▶ RECORD SET:
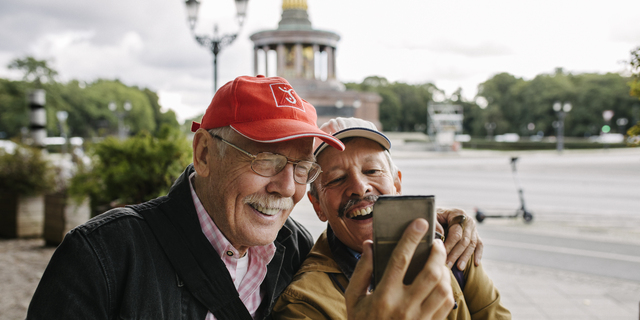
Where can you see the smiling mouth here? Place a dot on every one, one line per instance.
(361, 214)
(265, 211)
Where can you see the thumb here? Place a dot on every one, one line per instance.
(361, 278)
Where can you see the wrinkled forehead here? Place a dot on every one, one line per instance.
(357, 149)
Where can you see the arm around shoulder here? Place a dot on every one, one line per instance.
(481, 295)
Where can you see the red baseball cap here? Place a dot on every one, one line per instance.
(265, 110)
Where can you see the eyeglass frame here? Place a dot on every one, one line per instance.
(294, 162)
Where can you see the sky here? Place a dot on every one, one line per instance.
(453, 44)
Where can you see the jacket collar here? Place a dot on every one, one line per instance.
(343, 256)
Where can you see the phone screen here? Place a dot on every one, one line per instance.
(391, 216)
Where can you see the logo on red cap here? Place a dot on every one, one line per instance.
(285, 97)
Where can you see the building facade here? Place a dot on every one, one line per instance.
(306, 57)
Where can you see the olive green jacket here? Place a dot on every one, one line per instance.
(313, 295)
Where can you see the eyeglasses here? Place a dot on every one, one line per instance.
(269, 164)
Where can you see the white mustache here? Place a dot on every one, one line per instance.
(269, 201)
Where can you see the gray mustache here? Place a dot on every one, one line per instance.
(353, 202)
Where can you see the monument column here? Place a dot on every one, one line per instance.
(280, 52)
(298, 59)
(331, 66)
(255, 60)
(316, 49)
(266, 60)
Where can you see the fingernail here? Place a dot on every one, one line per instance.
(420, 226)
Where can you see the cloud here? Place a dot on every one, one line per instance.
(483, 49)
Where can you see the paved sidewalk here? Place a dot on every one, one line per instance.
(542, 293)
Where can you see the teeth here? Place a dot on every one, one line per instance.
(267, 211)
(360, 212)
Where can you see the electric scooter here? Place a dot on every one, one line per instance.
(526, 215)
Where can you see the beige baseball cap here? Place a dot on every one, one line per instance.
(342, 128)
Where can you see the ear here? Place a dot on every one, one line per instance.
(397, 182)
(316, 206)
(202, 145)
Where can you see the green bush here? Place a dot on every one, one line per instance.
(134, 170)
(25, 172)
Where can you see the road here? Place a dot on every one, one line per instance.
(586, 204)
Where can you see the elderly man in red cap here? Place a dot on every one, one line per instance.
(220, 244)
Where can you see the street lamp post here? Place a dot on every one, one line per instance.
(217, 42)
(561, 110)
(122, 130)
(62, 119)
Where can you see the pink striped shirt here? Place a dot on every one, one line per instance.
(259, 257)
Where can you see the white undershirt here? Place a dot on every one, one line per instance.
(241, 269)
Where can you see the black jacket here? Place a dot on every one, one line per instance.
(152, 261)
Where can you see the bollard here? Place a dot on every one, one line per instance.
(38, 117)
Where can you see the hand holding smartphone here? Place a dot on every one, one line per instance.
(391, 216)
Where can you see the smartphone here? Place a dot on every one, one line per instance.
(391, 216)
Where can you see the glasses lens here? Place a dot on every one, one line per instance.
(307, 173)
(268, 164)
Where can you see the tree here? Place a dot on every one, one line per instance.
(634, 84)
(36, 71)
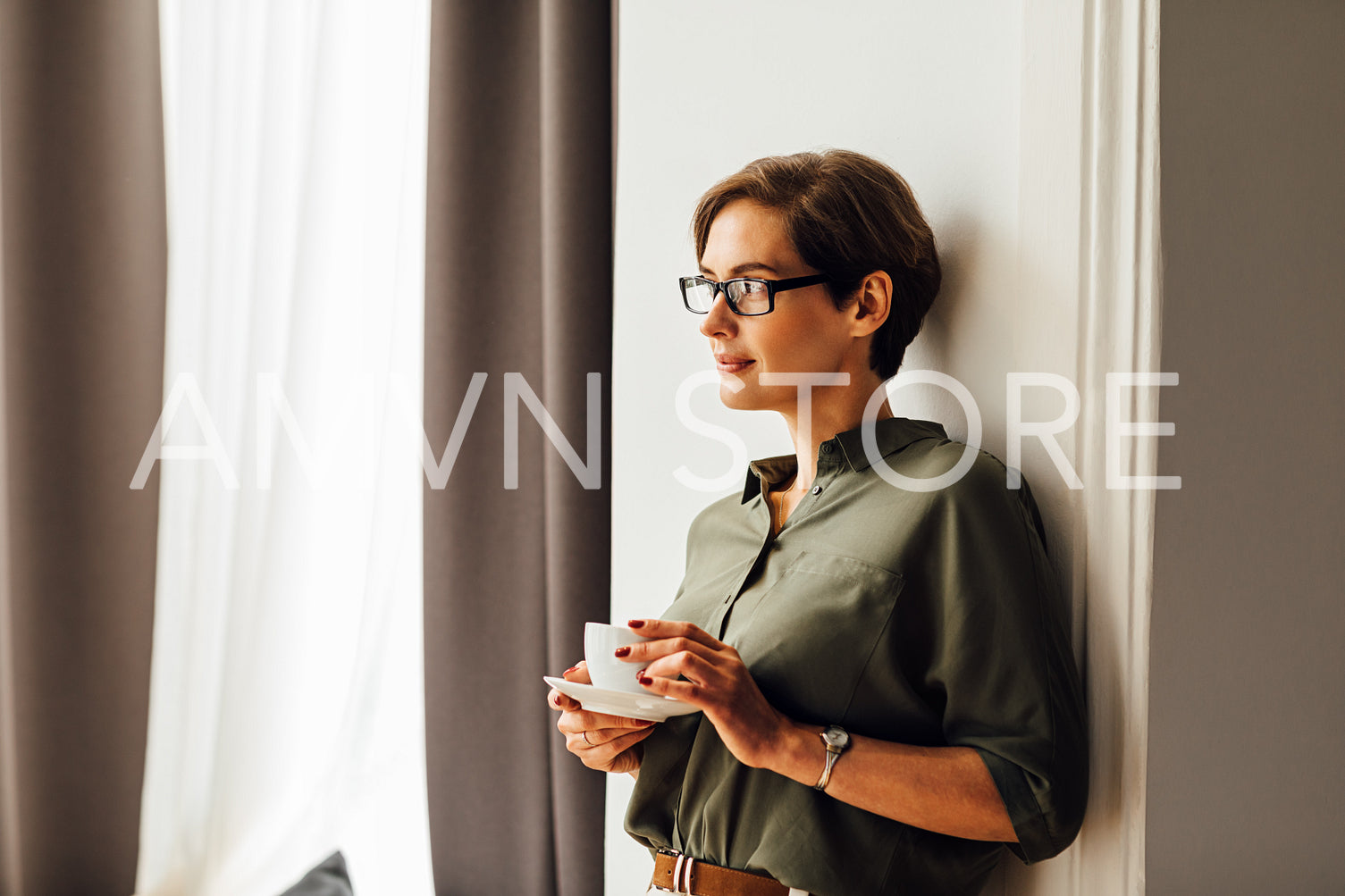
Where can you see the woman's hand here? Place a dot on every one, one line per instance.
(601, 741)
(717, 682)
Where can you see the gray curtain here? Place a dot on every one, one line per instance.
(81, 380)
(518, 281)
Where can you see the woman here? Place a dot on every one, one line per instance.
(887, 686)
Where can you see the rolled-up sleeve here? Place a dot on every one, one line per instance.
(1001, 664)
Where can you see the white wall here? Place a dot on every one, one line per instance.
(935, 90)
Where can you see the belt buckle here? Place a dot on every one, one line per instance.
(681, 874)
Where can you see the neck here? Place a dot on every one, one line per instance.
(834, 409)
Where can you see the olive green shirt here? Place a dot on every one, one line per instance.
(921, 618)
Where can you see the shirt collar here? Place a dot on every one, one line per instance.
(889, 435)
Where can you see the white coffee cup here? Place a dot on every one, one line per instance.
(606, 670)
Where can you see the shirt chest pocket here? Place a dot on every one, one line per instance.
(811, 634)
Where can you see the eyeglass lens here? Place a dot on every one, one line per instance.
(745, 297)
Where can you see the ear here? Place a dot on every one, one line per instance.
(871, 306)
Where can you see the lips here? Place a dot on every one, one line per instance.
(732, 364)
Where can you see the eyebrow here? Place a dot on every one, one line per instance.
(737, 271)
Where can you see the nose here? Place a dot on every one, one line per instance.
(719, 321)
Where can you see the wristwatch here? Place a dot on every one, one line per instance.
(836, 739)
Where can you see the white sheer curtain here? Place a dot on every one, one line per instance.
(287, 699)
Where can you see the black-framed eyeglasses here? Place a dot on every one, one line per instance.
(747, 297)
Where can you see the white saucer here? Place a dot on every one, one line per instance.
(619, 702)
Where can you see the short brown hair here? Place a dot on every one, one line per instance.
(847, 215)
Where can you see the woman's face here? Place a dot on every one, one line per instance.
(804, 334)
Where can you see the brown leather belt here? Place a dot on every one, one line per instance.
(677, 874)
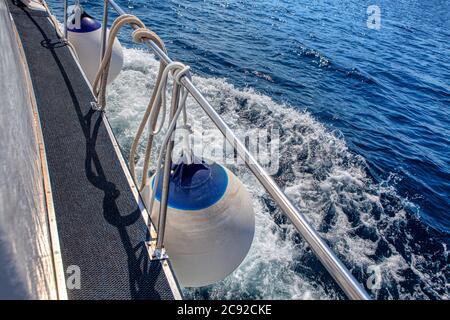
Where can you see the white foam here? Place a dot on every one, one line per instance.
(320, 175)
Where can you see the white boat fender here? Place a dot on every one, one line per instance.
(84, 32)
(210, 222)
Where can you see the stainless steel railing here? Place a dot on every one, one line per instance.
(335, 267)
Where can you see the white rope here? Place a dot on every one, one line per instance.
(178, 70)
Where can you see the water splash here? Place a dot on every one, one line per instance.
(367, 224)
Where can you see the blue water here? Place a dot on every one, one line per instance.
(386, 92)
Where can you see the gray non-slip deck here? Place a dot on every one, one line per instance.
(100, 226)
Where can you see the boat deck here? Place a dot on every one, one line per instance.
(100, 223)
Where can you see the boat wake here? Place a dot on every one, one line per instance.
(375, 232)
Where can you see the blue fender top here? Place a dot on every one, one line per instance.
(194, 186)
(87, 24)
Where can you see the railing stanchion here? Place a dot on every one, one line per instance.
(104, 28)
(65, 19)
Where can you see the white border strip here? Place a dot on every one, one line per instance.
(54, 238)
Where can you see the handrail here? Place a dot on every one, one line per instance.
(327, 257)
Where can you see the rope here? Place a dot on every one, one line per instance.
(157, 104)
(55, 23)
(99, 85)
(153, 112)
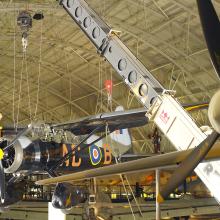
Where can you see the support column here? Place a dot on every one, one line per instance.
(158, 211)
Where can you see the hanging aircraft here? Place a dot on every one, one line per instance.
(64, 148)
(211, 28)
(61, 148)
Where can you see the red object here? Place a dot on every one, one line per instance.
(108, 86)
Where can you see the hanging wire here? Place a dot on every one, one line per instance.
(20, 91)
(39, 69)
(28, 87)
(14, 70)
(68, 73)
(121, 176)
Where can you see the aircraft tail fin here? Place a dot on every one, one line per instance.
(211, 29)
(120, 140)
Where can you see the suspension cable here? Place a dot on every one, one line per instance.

▶ PROBLEM TO SOLVE: Pictures are to be left out. Otherwise, copy the material above exactly.

▶ COMPLETED EXERCISE:
Where can you see the smiling mouth here? Place a dot on every one, one line per instance.
(361, 214)
(265, 211)
Where can you see the thumb here? Place a dot on every one, one line per instance.
(361, 278)
Where can you see the wrinkled forehead here? Place a dot on every one, one line per instance.
(357, 149)
Where can you see the arm around shoulder here? Place a dot on every one, one line per instance.
(481, 295)
Where can you see the red baseball cap here? Place a dot on every one, one line per instance.
(265, 110)
Where can you see the eyeglass frame here? Place a dot on every one, one line per instance.
(294, 162)
Where can you see the sky here? Place a dot on every one, one line per instance.
(453, 44)
Where can you see the jacket collar here? Place a dot on every one, one line per instance.
(343, 256)
Where can you see the phone screen here? Place a dot on every one, one line per instance.
(391, 216)
Where can you see the logo on red cap here? Place a dot on every one, one line per instance.
(285, 97)
Where can you see the building facade here? Place a dot on every one, one line per instance.
(306, 57)
Where can you see the olive green jacket here? Place a dot on every one, one line per instance.
(313, 295)
Where can you see the eyeglasses here? Place a dot on every one, one line per instance.
(269, 164)
Where can you see the white mustache here? Place a dot on every one, one line per instance.
(269, 201)
Where can you see the gray mustache here? Place a dot on every one, one line per instance.
(353, 202)
Where can you see the monument column here? Place a dot on every one, one line per instance.
(280, 52)
(298, 59)
(331, 66)
(255, 60)
(316, 49)
(266, 60)
Where can you see the fingernail here? Place a dot on every one, one line per instance.
(420, 226)
Where can you see the cloud here? Place a dot on every one, one line per instance.
(483, 49)
Where can you see the paved sidewalk here? Place a dot on every one, one line per instance.
(542, 293)
Where can you see the teeth here? Place a dot on every one, one line per instance.
(267, 211)
(360, 212)
Where can you see the electric scooter here? Place a dot on every one, one line per instance.
(526, 215)
Where can you see the beige baseball cap here? Place a dot on every one, one line per instance.
(342, 128)
Where can you see the ear here? Place a dot on every one, one line per instance.
(397, 182)
(316, 206)
(202, 145)
Where can you see the green bush here? Place a dot on every one, one line per instance.
(134, 170)
(25, 172)
Where can you see the road here? Place a dot on every one, one line per instance.
(586, 204)
Where can you see the elderly man in red cap here? Place a dot on every one, one line per instance.
(220, 244)
Where can you see the street lamp post here? Place a dot on every one, one line per instance.
(217, 42)
(561, 110)
(122, 130)
(62, 119)
Where can you see the pink striped shirt here? Place a dot on every one, one line per instance.
(259, 257)
Where can you see the white undershirt here? Place a dot on every one, one line per instance.
(241, 269)
Where can you see the black jacket here? Place a dot on every one, one line per instance.
(152, 261)
Where can you see the bollard here? Place a dot on every one, one line per instance.
(38, 117)
Where can you see the hand holding smartphone here? Place a dot on every one, one line per instance.
(391, 216)
Where can you see the smartphone here? Place a dot on every one, one line per instance.
(391, 216)
Where can you see the glasses lens here? Place a dot on every one, one line per instance.
(307, 173)
(268, 164)
Where can you see the tree here? Place a dot on every one, one line per instance.
(634, 84)
(36, 71)
Where can you see the woman's hand here? Place a dot on every one, one line per instance.
(601, 741)
(717, 682)
Where can you see the gray curtain here? Place a dot on every one, one line per instance.
(81, 380)
(518, 281)
Where can you see the woman here? Place a dot on every one, one line per instance.
(887, 686)
Where can you see the rolled-up sleeve here? Place a dot on every one, one line per instance.
(1001, 664)
Where can you see the white wall here? Place a dot on every one, one line per instance.
(935, 90)
Where can you see the belt buckle here? Place a dot on every one, one line per instance.
(681, 874)
Where can you see the neck here? Place a dot on every one, one line per instance.
(834, 409)
Where can you see the olive green shirt here? Place a dot on every one, one line per instance.
(921, 618)
Where can you see the shirt collar here? Place a dot on every one, one line per instance.
(889, 435)
Where can you see the white coffee cup here? Place a dot on every one, one line per instance.
(606, 670)
Where can you see the shirt chest pocket here? Place a dot on every one, one line per instance.
(811, 634)
Where can you see the eyeglass lens here? Place a dot on every one, one line per instance.
(745, 297)
Where can you see the ear here? Place a dot on every one, one line per instance.
(871, 306)
Where can you see the lips here? Place a dot on every one, one line per instance.
(732, 364)
Where can you see the eyebrow here? Place a dot on every one, one line per instance.
(737, 271)
Where can you see the nose here? Place a dot on every one, one line per instance.
(719, 321)
Where can you see the wristwatch here? Place a dot on every one, one line per instance.
(836, 739)
Where can you see the white sheer curtain here? Place a dot on every one, one line per instance.
(287, 699)
Where can you see the black-framed eyeglasses here? Place a dot on every one, one line per instance.
(747, 297)
Where can you see the white saucer here? Place a dot on every one, one line per instance.
(619, 702)
Where can you see the short brown hair here? Place a dot on every one, one line per instance.
(847, 215)
Where can you see the woman's face here? Place a dot on every one, one line per instance.
(804, 334)
Where can you see the brown leather belt here? Place a dot on every one, one line per instance.
(677, 874)
Where can you see the white foam here? Place a dot on every one, one line per instance.
(320, 175)
Where can you see the white boat fender here? Place a dot on every one, one line per instance.
(84, 32)
(210, 222)
Where can you see the stainless steel railing here? Place a dot on every one, one line per instance.
(335, 267)
Where can you see the white rope here? Place a dot on every one, one line per instance.
(178, 70)
Where can you see the water splash here? Place a dot on every one, one line per instance.
(367, 224)
Where can you see the blue water here? Place a dot on every one, one line per instance.
(386, 92)
Where can you see the gray non-slip deck here? Place a dot on every one, one line per instance.
(100, 226)
Where can you see the boat deck here? Place a dot on every one, one line per instance.
(100, 223)
Where can you see the boat wake here? Place a dot on every one, one line per instance.
(375, 232)
Where can you see the blue fender top here? Place a dot on every one, one line per instance.
(194, 186)
(87, 24)
Where can you see the railing stanchion here? Place a dot on every one, one line per instance.
(104, 28)
(65, 19)
Where can you see the white border strip here? Place a dot on every one, one line per instance.
(54, 238)
Where can you see the handrail here? Place a dot on every one, one line per instance.
(327, 257)
Where can you see the rope here? Place a dot on every one, one line per instance.
(157, 104)
(55, 23)
(99, 85)
(153, 112)
Where can you see the support column here? Place a dot on every one, one line per instance.
(158, 211)
Where can you see the hanging aircraft here? Place a dot on every one, one line per instance.
(64, 148)
(211, 28)
(61, 148)
Where can you see the red object here? Place a dot on every one, one line per instance.
(108, 86)
Where can you see the hanging wire here? Place a dot on every one, one line per instance.
(20, 91)
(39, 69)
(28, 87)
(14, 70)
(68, 73)
(121, 176)
Where can you see the aircraft tail fin here? Place a dot on every one, one line per instance.
(211, 29)
(120, 140)
Where can you see the suspension cable here? Place a dot on every one, one line per instance.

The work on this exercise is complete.